READING TEXT>
▬▬▬

During Walter Dorwin Teague's [1883 – 1960] time, industrial designers were transforming ordinary objects by marrying materials, technique and function to produce the simplest and most efficient forms possible. The resulting products had an appearance that was a stark visual break from the past. Practitioners of this style of design, known as streamlining, art moderne or art deco, did away with most nonfunctional elements in favor of sleek designs. Their efforts transformed everything from automobiles, trains, ships and airplanes to cameras, buildings, furniture and appliances.

The trend began in the mid-1920s as an attempt by manufacturers to increase sales of consumer goods in a saturated marketplace by giving them a distinctive and modern look. At the most idealistic level, as exemplified by Teague, the new designs and the improved function they represented could be a force for good. "A better world than we have ever known can and will be built," Teague said. "Our better world may be expected to make equally available for everybody such rare things as interesting, stimulating work, emancipation from drudgery and a gracious setting for daily life."

▬▬▬

TASK ITEM A> According to the passage on industrial design, when did the trend begin?
TASK ITEM B> Summarize the passage on industrial design in two sentences.
TASK ITEM C> Write out the passage on industrial design word for word between "During Walter Dorwin Teague's" and "furniture and appliances.", inclusive.
Work from the passage on industrial design only.

▬▬▬

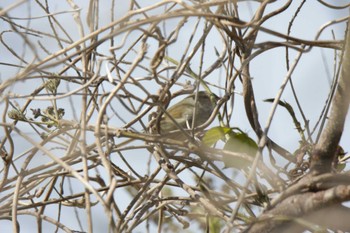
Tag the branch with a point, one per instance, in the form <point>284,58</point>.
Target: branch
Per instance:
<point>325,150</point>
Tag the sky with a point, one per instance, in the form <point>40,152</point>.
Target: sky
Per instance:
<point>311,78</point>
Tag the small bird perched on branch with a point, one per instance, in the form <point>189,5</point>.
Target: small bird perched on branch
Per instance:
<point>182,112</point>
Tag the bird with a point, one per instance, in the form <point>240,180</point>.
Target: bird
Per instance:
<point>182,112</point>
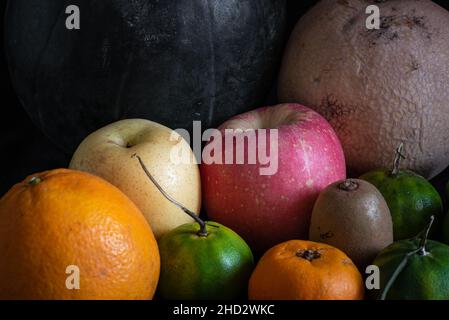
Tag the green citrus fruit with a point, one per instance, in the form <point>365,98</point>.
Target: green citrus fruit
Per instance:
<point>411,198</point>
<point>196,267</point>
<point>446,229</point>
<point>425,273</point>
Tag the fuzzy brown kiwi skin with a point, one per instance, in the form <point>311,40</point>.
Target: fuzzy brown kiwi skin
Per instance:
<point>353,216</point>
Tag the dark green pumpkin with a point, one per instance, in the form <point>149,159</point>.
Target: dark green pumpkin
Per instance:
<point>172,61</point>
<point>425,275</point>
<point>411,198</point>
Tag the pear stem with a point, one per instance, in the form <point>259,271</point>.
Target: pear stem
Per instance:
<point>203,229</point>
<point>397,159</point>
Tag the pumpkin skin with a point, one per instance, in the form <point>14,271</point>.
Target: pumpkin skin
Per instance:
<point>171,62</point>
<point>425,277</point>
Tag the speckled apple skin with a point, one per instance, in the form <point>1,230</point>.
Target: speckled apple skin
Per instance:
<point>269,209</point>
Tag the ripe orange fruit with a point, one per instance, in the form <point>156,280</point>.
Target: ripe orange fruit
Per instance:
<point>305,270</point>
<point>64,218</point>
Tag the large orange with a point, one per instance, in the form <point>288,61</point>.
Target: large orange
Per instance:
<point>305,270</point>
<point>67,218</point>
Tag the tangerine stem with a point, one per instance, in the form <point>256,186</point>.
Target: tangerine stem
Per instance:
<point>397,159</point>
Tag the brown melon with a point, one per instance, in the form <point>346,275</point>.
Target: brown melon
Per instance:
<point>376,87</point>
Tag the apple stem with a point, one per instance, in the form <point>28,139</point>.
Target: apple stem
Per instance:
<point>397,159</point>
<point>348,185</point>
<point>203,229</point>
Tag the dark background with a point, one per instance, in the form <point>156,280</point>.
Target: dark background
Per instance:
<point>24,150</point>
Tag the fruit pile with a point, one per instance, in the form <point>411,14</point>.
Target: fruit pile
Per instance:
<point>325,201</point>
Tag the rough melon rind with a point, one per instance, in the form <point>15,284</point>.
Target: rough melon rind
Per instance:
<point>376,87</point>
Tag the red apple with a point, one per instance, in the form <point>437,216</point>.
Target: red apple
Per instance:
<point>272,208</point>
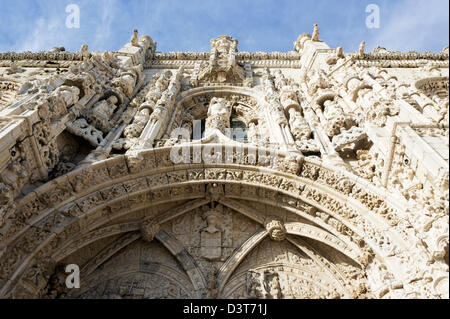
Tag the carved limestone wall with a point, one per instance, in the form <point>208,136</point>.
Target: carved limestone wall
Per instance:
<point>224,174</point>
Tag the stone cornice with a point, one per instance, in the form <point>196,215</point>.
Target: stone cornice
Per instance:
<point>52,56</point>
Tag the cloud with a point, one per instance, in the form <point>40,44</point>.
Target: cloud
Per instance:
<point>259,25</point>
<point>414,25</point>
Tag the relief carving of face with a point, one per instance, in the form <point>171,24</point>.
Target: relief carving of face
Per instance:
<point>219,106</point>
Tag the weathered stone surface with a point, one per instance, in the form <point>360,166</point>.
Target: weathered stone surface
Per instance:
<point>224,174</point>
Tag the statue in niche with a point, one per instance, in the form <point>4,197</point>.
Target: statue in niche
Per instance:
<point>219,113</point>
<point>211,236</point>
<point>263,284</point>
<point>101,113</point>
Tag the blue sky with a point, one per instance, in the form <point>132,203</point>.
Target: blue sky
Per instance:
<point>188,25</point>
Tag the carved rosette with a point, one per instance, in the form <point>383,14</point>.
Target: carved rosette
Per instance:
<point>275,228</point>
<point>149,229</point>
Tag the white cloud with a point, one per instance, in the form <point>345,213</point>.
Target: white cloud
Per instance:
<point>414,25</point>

▬▬▬

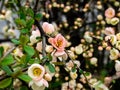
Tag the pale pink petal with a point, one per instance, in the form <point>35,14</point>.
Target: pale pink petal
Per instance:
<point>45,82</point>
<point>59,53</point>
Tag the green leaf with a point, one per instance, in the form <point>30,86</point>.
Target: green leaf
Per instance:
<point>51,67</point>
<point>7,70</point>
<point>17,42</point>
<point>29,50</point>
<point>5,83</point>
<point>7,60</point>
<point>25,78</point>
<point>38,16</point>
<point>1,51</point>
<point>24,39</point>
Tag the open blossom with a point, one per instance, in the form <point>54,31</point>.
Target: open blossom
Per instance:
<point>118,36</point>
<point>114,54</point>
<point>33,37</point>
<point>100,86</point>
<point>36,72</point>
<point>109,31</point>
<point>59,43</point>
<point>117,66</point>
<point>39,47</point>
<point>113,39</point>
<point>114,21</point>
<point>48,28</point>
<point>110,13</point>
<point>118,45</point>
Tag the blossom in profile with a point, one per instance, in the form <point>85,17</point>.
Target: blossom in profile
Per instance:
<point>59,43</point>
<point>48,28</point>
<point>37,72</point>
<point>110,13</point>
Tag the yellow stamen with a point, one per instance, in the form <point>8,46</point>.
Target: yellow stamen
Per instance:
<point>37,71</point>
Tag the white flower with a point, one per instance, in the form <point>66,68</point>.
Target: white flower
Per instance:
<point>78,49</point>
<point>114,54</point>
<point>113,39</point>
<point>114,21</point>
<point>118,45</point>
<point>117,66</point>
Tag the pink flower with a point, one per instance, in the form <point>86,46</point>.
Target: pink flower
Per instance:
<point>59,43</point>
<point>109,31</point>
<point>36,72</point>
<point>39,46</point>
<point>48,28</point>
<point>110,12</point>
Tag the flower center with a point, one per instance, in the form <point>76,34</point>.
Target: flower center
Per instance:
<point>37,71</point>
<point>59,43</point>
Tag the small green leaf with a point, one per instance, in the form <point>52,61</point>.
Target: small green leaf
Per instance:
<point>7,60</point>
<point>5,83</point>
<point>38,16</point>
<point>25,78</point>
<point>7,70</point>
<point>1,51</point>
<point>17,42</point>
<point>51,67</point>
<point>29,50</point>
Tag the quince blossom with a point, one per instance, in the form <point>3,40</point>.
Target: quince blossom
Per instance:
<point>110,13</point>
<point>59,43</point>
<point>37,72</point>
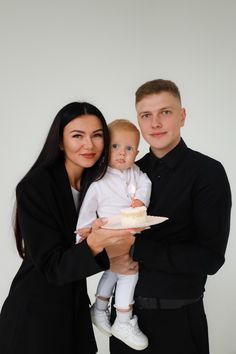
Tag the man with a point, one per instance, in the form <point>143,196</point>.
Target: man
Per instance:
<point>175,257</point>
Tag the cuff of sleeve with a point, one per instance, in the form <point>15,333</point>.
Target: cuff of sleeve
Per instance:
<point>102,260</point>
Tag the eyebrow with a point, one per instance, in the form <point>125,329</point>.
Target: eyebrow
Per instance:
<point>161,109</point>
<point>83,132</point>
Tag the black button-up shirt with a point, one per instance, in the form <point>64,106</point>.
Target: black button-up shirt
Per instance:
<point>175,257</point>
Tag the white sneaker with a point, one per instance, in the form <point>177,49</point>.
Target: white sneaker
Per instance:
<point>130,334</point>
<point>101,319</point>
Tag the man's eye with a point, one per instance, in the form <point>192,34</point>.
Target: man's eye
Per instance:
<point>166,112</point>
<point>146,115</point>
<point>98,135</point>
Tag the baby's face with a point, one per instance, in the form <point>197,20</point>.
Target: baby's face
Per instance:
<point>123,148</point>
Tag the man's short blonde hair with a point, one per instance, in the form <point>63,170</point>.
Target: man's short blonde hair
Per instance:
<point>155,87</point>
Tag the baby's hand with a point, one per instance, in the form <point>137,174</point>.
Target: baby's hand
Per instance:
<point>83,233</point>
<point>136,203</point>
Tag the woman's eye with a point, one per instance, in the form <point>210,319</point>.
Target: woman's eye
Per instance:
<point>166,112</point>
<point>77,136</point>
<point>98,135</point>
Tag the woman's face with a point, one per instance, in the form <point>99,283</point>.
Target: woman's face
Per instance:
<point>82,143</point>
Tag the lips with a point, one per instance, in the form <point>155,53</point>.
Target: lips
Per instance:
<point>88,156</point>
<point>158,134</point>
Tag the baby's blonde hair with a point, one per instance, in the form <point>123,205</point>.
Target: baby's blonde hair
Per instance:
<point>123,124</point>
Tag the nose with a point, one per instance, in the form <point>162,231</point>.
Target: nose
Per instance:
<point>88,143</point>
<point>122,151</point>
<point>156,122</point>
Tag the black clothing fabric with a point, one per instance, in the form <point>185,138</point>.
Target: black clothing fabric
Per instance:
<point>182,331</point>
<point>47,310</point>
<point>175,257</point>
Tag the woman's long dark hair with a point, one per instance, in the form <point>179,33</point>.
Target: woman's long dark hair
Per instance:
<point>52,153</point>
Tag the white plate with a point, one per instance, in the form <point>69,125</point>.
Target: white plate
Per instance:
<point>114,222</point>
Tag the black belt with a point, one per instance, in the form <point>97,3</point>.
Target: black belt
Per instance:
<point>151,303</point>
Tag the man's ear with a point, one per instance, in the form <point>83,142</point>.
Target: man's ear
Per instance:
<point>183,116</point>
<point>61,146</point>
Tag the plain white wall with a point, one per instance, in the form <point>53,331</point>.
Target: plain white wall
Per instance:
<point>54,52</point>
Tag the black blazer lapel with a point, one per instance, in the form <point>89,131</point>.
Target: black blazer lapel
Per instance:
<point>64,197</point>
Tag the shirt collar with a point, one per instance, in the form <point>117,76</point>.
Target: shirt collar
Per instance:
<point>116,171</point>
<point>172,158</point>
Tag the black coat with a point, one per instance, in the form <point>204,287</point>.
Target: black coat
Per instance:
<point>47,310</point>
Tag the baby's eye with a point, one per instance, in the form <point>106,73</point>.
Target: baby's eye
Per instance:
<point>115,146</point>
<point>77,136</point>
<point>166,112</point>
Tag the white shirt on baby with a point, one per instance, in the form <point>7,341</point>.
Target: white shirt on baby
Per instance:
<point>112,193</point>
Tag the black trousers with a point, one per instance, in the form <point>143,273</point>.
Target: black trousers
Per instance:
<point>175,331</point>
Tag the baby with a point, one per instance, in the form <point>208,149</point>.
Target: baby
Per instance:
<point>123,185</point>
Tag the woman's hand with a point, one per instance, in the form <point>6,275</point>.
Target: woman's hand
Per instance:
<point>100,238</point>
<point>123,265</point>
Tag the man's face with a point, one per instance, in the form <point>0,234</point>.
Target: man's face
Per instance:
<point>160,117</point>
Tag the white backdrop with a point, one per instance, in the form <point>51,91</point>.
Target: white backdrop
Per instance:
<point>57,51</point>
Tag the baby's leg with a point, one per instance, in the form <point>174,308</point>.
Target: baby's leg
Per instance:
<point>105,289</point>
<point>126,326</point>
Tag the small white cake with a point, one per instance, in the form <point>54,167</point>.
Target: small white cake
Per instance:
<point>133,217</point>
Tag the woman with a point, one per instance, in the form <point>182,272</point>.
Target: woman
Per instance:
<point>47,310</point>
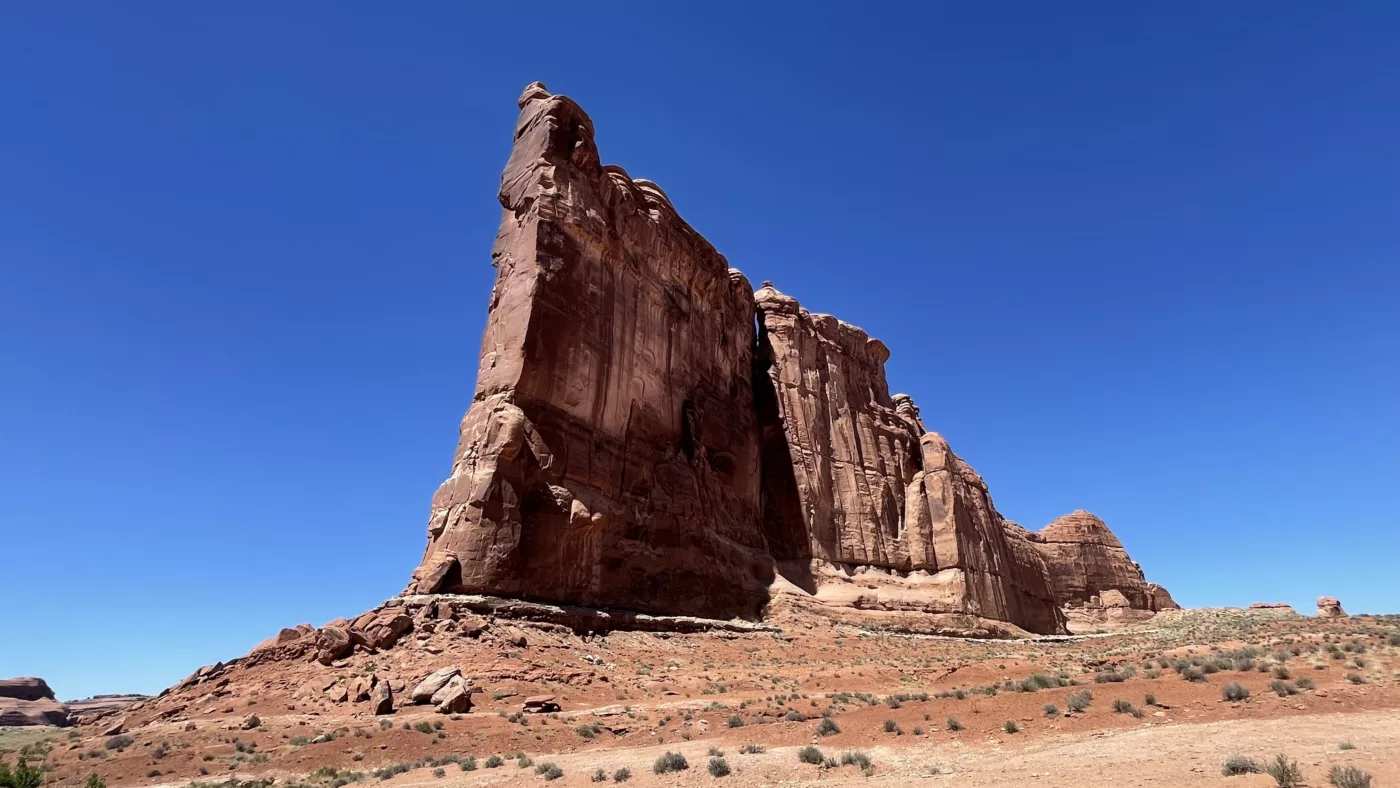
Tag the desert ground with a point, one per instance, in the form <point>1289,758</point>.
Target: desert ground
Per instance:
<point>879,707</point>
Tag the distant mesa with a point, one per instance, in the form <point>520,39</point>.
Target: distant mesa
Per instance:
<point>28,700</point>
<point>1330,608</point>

▬▬▬

REPLY A> It began in the mid-1920s.

REPLY B> In Walter Dorwin Teague's time, industrial designers combined materials, technique and function to create simple, efficient forms that broke sharply with the past. The trend began in the mid-1920s as a way for manufacturers to raise sales with a modern look, and at its most idealistic, as Teague exemplified, it was seen as a force for good.

REPLY C>
During Walter Dorwin Teague's [1883 – 1960] time, industrial designers were transforming ordinary objects by marrying materials, technique and function to produce the simplest and most efficient forms possible. The resulting products had an appearance that was a stark visual break from the past. Practitioners of this style of design, known as streamlining, art moderne or art deco, did away with most nonfunctional elements in favor of sleek designs. Their efforts transformed everything from automobiles, trains, ships and airplanes to cameras, buildings, furniture and appliances.